Dataset rows on where objects appear:
======

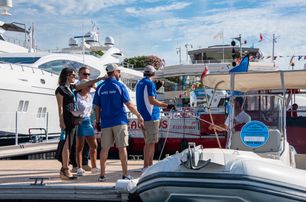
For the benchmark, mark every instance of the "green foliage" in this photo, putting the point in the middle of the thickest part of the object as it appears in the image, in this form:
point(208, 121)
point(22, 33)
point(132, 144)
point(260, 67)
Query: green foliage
point(142, 61)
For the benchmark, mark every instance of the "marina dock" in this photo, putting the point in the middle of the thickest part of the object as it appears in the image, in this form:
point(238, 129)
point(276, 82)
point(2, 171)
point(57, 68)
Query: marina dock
point(17, 182)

======

> What to produce:
Copy the lines of the records above verbatim, leaving the pictures out of your answer.

> In response:
For the benchmark, mark every instance of the "green foliage" in this photo, putting the point in the middle of the thickest part of the object as it appears in the image, in this form:
point(208, 121)
point(22, 33)
point(132, 144)
point(260, 67)
Query: green foliage
point(142, 61)
For the benchmark, mark every instance of the "marina dock" in this photo, putting the point in the middle of the thickest part of the object as it appears in the image, in this form:
point(238, 129)
point(276, 82)
point(2, 171)
point(57, 68)
Query: marina dock
point(17, 182)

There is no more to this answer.